◆ **Prompt**
Copy out each line of the data below in which "jeans" appears.

Entries taken from a collection

════════════════════

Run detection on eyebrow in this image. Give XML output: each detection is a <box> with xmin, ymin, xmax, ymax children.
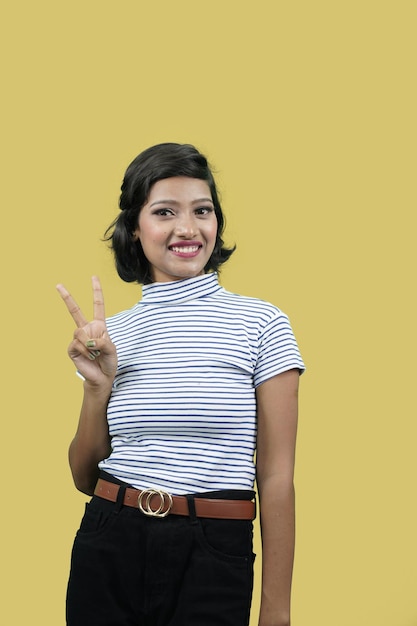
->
<box><xmin>149</xmin><ymin>197</ymin><xmax>214</xmax><ymax>208</ymax></box>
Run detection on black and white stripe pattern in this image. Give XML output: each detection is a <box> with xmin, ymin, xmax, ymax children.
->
<box><xmin>99</xmin><ymin>273</ymin><xmax>305</xmax><ymax>494</ymax></box>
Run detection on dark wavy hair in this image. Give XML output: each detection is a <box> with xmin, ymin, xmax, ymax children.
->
<box><xmin>104</xmin><ymin>143</ymin><xmax>235</xmax><ymax>284</ymax></box>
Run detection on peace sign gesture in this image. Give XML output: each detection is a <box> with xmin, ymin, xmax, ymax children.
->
<box><xmin>56</xmin><ymin>276</ymin><xmax>117</xmax><ymax>388</ymax></box>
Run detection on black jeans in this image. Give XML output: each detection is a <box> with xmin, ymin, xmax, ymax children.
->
<box><xmin>66</xmin><ymin>481</ymin><xmax>255</xmax><ymax>625</ymax></box>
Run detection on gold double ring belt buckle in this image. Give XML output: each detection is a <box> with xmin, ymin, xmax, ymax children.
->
<box><xmin>137</xmin><ymin>488</ymin><xmax>173</xmax><ymax>518</ymax></box>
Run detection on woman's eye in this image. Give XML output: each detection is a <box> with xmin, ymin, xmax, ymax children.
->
<box><xmin>195</xmin><ymin>206</ymin><xmax>214</xmax><ymax>215</ymax></box>
<box><xmin>154</xmin><ymin>208</ymin><xmax>174</xmax><ymax>216</ymax></box>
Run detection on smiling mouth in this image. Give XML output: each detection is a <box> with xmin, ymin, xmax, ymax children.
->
<box><xmin>169</xmin><ymin>245</ymin><xmax>201</xmax><ymax>254</ymax></box>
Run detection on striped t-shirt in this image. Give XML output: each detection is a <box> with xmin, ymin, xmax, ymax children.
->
<box><xmin>98</xmin><ymin>272</ymin><xmax>305</xmax><ymax>495</ymax></box>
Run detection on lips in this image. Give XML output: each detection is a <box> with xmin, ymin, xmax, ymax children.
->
<box><xmin>168</xmin><ymin>241</ymin><xmax>203</xmax><ymax>257</ymax></box>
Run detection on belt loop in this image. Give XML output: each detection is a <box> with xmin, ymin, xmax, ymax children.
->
<box><xmin>186</xmin><ymin>495</ymin><xmax>198</xmax><ymax>525</ymax></box>
<box><xmin>114</xmin><ymin>484</ymin><xmax>126</xmax><ymax>513</ymax></box>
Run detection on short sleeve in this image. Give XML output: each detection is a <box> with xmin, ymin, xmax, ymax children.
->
<box><xmin>253</xmin><ymin>310</ymin><xmax>305</xmax><ymax>387</ymax></box>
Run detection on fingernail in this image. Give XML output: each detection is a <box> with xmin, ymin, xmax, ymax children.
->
<box><xmin>92</xmin><ymin>350</ymin><xmax>101</xmax><ymax>357</ymax></box>
<box><xmin>88</xmin><ymin>353</ymin><xmax>96</xmax><ymax>360</ymax></box>
<box><xmin>86</xmin><ymin>340</ymin><xmax>96</xmax><ymax>348</ymax></box>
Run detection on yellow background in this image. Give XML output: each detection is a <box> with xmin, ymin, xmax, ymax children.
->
<box><xmin>1</xmin><ymin>1</ymin><xmax>416</xmax><ymax>624</ymax></box>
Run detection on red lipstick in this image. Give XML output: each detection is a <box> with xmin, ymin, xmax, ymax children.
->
<box><xmin>168</xmin><ymin>240</ymin><xmax>203</xmax><ymax>258</ymax></box>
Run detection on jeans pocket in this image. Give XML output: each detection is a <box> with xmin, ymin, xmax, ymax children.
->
<box><xmin>77</xmin><ymin>500</ymin><xmax>118</xmax><ymax>537</ymax></box>
<box><xmin>196</xmin><ymin>518</ymin><xmax>254</xmax><ymax>563</ymax></box>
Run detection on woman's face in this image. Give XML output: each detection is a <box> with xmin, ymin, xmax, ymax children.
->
<box><xmin>134</xmin><ymin>176</ymin><xmax>218</xmax><ymax>283</ymax></box>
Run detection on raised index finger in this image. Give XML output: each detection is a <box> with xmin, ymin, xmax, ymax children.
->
<box><xmin>56</xmin><ymin>283</ymin><xmax>89</xmax><ymax>328</ymax></box>
<box><xmin>92</xmin><ymin>275</ymin><xmax>106</xmax><ymax>322</ymax></box>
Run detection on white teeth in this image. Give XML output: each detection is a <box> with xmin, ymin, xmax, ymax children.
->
<box><xmin>171</xmin><ymin>246</ymin><xmax>199</xmax><ymax>253</ymax></box>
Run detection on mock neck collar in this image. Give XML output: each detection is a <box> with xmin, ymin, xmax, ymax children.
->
<box><xmin>141</xmin><ymin>272</ymin><xmax>222</xmax><ymax>304</ymax></box>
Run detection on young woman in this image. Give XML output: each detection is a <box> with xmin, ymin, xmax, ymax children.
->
<box><xmin>57</xmin><ymin>143</ymin><xmax>305</xmax><ymax>626</ymax></box>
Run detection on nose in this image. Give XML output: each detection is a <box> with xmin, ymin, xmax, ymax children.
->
<box><xmin>174</xmin><ymin>214</ymin><xmax>198</xmax><ymax>238</ymax></box>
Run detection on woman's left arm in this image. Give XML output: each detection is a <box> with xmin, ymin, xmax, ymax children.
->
<box><xmin>256</xmin><ymin>368</ymin><xmax>300</xmax><ymax>626</ymax></box>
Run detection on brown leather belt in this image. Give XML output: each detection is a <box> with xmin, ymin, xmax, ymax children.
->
<box><xmin>94</xmin><ymin>479</ymin><xmax>256</xmax><ymax>520</ymax></box>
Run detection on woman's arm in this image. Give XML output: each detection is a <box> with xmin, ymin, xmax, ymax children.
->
<box><xmin>68</xmin><ymin>382</ymin><xmax>113</xmax><ymax>495</ymax></box>
<box><xmin>256</xmin><ymin>368</ymin><xmax>300</xmax><ymax>626</ymax></box>
<box><xmin>57</xmin><ymin>277</ymin><xmax>118</xmax><ymax>495</ymax></box>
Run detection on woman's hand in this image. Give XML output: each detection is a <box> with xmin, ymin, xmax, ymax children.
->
<box><xmin>56</xmin><ymin>276</ymin><xmax>117</xmax><ymax>389</ymax></box>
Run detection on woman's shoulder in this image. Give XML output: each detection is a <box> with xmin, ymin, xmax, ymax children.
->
<box><xmin>217</xmin><ymin>286</ymin><xmax>288</xmax><ymax>320</ymax></box>
<box><xmin>105</xmin><ymin>301</ymin><xmax>141</xmax><ymax>330</ymax></box>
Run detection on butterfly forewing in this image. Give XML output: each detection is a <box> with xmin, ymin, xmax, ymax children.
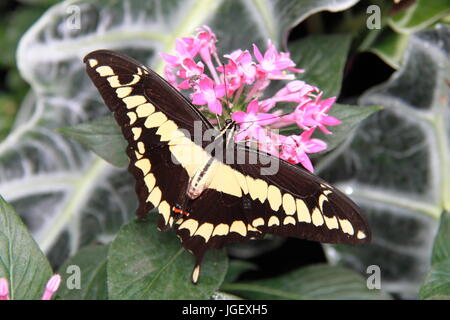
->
<box><xmin>84</xmin><ymin>49</ymin><xmax>371</xmax><ymax>284</ymax></box>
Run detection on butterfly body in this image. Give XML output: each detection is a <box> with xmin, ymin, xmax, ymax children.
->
<box><xmin>84</xmin><ymin>50</ymin><xmax>371</xmax><ymax>284</ymax></box>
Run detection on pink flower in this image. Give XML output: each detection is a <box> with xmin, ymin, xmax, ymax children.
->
<box><xmin>160</xmin><ymin>37</ymin><xmax>200</xmax><ymax>67</ymax></box>
<box><xmin>0</xmin><ymin>278</ymin><xmax>8</xmax><ymax>300</ymax></box>
<box><xmin>280</xmin><ymin>129</ymin><xmax>327</xmax><ymax>172</ymax></box>
<box><xmin>196</xmin><ymin>25</ymin><xmax>217</xmax><ymax>66</ymax></box>
<box><xmin>293</xmin><ymin>95</ymin><xmax>341</xmax><ymax>134</ymax></box>
<box><xmin>232</xmin><ymin>100</ymin><xmax>279</xmax><ymax>141</ymax></box>
<box><xmin>0</xmin><ymin>274</ymin><xmax>61</xmax><ymax>300</ymax></box>
<box><xmin>161</xmin><ymin>25</ymin><xmax>342</xmax><ymax>173</ymax></box>
<box><xmin>224</xmin><ymin>50</ymin><xmax>256</xmax><ymax>84</ymax></box>
<box><xmin>163</xmin><ymin>65</ymin><xmax>178</xmax><ymax>87</ymax></box>
<box><xmin>253</xmin><ymin>40</ymin><xmax>303</xmax><ymax>80</ymax></box>
<box><xmin>177</xmin><ymin>58</ymin><xmax>205</xmax><ymax>89</ymax></box>
<box><xmin>260</xmin><ymin>80</ymin><xmax>317</xmax><ymax>112</ymax></box>
<box><xmin>192</xmin><ymin>77</ymin><xmax>226</xmax><ymax>114</ymax></box>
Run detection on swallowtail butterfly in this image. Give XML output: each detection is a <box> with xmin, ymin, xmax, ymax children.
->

════════════════════

◆ **Result**
Run detection on black jeans in this image. Give XML output: each detection is a <box> with xmin, ymin, xmax, ymax children.
Run detection on jeans pocket in this image. Give XML output: each detection is a <box> with xmin, ymin, xmax, ymax children.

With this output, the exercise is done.